DATA TO EXAMINE below:

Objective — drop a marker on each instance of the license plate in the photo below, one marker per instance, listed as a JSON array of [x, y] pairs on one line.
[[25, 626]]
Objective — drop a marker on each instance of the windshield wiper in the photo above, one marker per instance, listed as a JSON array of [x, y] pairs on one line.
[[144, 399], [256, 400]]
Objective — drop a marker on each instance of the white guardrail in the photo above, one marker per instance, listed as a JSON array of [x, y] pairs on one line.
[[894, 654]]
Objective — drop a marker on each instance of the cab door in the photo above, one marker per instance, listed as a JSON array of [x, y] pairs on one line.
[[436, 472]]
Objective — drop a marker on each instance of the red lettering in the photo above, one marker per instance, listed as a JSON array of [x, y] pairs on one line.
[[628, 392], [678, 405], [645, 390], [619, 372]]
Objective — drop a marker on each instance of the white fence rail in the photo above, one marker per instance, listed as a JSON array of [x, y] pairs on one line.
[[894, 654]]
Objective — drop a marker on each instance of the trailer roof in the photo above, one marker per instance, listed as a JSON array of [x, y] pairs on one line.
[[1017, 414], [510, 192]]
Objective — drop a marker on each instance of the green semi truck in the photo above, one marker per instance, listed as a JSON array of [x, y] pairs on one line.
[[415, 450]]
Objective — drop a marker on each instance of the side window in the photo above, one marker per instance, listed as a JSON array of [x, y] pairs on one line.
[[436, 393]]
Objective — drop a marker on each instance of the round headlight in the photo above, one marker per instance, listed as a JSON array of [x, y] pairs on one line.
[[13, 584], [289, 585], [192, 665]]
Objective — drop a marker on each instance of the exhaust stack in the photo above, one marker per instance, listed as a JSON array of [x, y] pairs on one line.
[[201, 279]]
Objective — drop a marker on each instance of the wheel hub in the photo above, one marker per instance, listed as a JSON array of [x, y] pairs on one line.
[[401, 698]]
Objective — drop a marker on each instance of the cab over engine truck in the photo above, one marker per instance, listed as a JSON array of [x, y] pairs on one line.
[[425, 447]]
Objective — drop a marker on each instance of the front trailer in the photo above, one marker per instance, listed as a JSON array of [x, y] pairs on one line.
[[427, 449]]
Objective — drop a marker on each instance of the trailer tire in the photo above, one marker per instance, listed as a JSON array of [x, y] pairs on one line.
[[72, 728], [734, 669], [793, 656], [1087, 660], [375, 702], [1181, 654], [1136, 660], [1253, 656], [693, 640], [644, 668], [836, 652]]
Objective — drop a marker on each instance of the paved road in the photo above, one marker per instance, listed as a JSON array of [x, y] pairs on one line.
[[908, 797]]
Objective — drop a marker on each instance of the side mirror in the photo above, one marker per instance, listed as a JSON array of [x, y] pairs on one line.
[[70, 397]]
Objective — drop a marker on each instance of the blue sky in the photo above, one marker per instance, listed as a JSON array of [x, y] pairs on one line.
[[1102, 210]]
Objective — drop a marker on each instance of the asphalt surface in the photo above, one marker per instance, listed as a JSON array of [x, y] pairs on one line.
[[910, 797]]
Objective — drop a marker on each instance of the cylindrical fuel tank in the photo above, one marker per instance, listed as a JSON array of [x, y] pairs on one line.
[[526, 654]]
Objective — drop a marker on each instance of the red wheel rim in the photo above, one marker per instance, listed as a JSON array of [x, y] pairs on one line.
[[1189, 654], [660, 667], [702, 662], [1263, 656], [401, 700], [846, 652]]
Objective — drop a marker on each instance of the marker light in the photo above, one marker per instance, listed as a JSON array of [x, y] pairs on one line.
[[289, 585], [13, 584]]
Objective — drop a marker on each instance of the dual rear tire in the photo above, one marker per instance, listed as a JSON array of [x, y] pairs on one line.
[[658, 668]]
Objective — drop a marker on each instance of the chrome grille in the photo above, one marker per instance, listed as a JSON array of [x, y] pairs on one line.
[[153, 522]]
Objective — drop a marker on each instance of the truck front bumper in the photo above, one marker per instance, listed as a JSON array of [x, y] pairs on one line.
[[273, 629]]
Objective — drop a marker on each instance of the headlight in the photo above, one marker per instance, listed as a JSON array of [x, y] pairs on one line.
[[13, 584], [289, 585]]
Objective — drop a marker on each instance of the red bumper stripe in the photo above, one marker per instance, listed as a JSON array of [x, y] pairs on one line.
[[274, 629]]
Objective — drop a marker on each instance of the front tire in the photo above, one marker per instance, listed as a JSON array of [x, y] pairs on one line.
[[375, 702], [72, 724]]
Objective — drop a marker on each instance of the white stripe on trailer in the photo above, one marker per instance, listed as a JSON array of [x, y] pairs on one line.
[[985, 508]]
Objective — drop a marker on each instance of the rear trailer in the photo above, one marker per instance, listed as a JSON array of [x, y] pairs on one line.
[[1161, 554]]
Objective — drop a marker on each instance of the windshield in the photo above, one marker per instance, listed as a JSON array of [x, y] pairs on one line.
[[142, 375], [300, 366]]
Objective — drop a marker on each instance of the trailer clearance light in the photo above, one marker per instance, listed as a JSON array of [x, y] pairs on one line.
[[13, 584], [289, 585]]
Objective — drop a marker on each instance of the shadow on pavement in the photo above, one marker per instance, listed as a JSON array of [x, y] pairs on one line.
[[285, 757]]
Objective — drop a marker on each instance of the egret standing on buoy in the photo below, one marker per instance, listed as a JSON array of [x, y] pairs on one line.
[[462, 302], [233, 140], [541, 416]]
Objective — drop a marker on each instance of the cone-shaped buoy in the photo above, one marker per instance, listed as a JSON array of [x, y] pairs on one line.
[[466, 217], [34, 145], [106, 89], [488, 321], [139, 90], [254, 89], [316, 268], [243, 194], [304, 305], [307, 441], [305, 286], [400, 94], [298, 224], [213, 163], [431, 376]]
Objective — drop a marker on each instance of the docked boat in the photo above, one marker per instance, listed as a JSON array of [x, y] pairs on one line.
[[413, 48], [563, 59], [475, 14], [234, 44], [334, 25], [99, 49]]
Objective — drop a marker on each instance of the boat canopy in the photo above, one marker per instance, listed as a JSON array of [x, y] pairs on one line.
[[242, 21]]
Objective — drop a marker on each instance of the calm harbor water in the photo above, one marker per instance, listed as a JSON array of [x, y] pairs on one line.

End of DATA TO EXAMINE.

- TASK TO CARRY OUT
Print out the entire listing above without any change.

- RESULT
Objective — drop a marker on each instance of the license plate in the photo below, one marker per instance, listed as a JSON array of [x, y] pairs on one line.
[[25, 626]]
Objective — drop a marker on each instance of the windshield wiper in the photo above, one marker per instance, listed as a JSON array of [x, y] pairs on one line.
[[144, 399], [256, 400]]
Objective — drop a marker on each instance of the white guardrail in the photo above, one marker per instance, listed as a JSON array of [x, y] pairs on one line.
[[894, 654]]
Objective — drop a marker on each instance of the cab door in the photo above, one marker per instance, listed as a JSON array of [x, y] pairs on one line.
[[436, 472]]
Objective — drop a marker on each instance of the red lettering in the photo above, one marker per instance, listed as a JSON array of [x, y] pairs on one line.
[[628, 392], [678, 405], [645, 390], [619, 372]]
Objective — drop a marker on each instance of the white fence rail in the photo above, one marker per instance, listed as a JSON array of [x, y] pairs on one line.
[[894, 654]]
Objective — drop a marker on each instance of the trailer roof in the photo above, one marker per instance, listed as a JSON array of [x, y] pairs on one line.
[[1017, 414], [510, 192]]
Objective — drop a marker on each instance of the green semi truck in the photo above, one marker per instance, listed as a JSON array of [x, y] pairs on one line.
[[415, 450]]
Objective — drop a marker on each instance of the side window in the photo above, one marker per instance, listed as a JSON array of [x, y] pairs on one line.
[[436, 393]]
Objective — drop a marker on each instance of the round headlight in the photo above, one marker per instance, listed as a JSON array of [x, y] pairs on one line.
[[13, 584], [289, 585], [192, 665]]
Objective — drop a marker on each instance of the exhaust stack in the photo above, one marker per instance, listed as a JSON array of [x, y] pairs on one line.
[[201, 279]]
Objective — drop a marker on each instance of the wheel hub in the photo above, one marker per instance, listed as a JSON array of [x, y] pairs on one line.
[[401, 698]]
Objective — drop a marker on each instance of the cab over engine truck in the photo above, one marker per instance, listed as a JSON array of [x, y] pairs on one line.
[[425, 447]]
Objective — drop a marker on each instance of the front trailer in the photo above, one marker per instance, listed as a JSON array of [x, y] pairs on one line.
[[427, 449]]
Objective — drop a marker on each instance of the trailer tire in the photo above, one marker per instance, listed as a JSON array of [x, y] pairs on one line.
[[72, 728], [734, 669], [793, 656], [1087, 660], [375, 702], [1181, 654], [1136, 660], [1253, 656], [693, 640], [644, 668], [836, 652]]
Objective — drop a marker on each instance of the paved road in the photo above, one marker per instance, listed as a JSON array of [x, y] pairs on one line.
[[908, 797]]
Objective — drop a marker on each instance of the side mirror in the photo above, one marker per instance, listed as a JSON array of [x, y] pairs on one line.
[[70, 397]]
Objective — drop a marker on each instance of the blue sky in the photo above, one marker per instance, listed as a JSON array of [x, y] pairs on one line.
[[1102, 210]]
Objective — drop a marker on each instance of the asphalt surface in the photo above, one marker per instance, listed as a JSON array of [x, y] pairs on one line.
[[910, 797]]
Objective — drop a marker on each instance of the cylindrical fuel tank in the photo above, one marker per instance, listed as a JSON array of [x, y] pairs on one line.
[[526, 654]]
Objective — drop a marker on each instance of the red wheel rim in the photo above, one marker per instance, listed as a JSON array of [x, y] pairs on one line.
[[1189, 654], [660, 667], [702, 662], [1263, 656], [401, 700], [846, 652]]
Objective — drop a marker on each instance of the marker light in the photo above, one marker per instance, listed as a JSON array of [x, y] pairs on one line.
[[289, 585], [13, 584]]
Objective — drop a marker on each instance of the dual rear tire in the photo above, one marker per instance, listed as a JSON array of [x, y] pairs on one line.
[[658, 668]]
Objective — drop a marker on each instance of the chrome grille in the photo above, one marker per instance, listed as a JSON array of [x, y] pairs on one line.
[[153, 522]]
Objective — drop a marker on each instance of the truck front bumper in the photo above, one marker per instance, listed as a JSON array of [x, y] pairs on one line.
[[273, 629]]
Objective — drop a marker on each instance of the headlight in the photo above, one marker per instance, listed as a JSON array of [x, y] pairs on one line.
[[13, 584], [289, 585]]
Objective — drop a marker on each instance of the red bumper stripe in the photo above, one marker per instance, listed as a JSON array of [x, y] pairs on one line.
[[274, 629]]
Objective — drop a marker on each instance of the front tire in the photo above, one marker per instance, listed as a JSON array of [x, y] pairs on one line.
[[375, 702], [72, 724]]
Objective — drop a marker on each instance of the white stripe on trailer in the photo above, one marker per instance, listed as a JSON array of [x, y] pairs on one line.
[[985, 508]]
Objective — drop a marker on each instance of the rear trailer in the photo above, one marker per instance, listed as a JSON array of [x, y] pairs on one line.
[[1161, 554]]
Objective — drop a marker on each instance of the windshield in the photo above, one marker per instance, listed as a JSON array of [x, y] pairs on one line.
[[142, 375], [300, 366]]
Objective — drop a marker on each instance of the trailer clearance light in the photo above, one marker per instance, listed as a JSON array of [x, y] pairs on one line.
[[13, 584], [289, 585]]
Objective — drop a marker on each instance of the shadow on pavement in the photo above, one marker per instance, listed as a JSON array of [x, y] pairs on one line.
[[285, 757]]
Objective — drop a marker on each instance of the egret standing on buoy in the photo below, one marker per instance, listed as a JSON array of [x, y] pairs on one line.
[[462, 302], [233, 140], [541, 416]]
Objective — drop a marker on each instance of the cone-shaped buoy in the photo above, one marker per instance, listed as a JSON array of [x, y] pairs on one line.
[[466, 217], [34, 145], [106, 89], [488, 321], [139, 90], [254, 89], [316, 268], [243, 194], [304, 305], [307, 441], [305, 286], [400, 94], [298, 224], [213, 163], [431, 376]]
Objective — drop a marker on each instance of the docked boat in the photo above, one marker per instance, listed as a JSON array of [x, y] pairs on one line.
[[413, 48], [563, 59], [475, 14], [234, 44], [334, 25], [99, 49]]
Objective — drop a marker on each instance of the boat canopy in the photo above, one marker per instance, listed as a JSON array of [x, y] pairs on one line.
[[242, 21]]
Objective — drop a marker on each instance of the calm harbor water in the photo above, one marker per instance, listed as a JSON array of [x, y] pairs on one line.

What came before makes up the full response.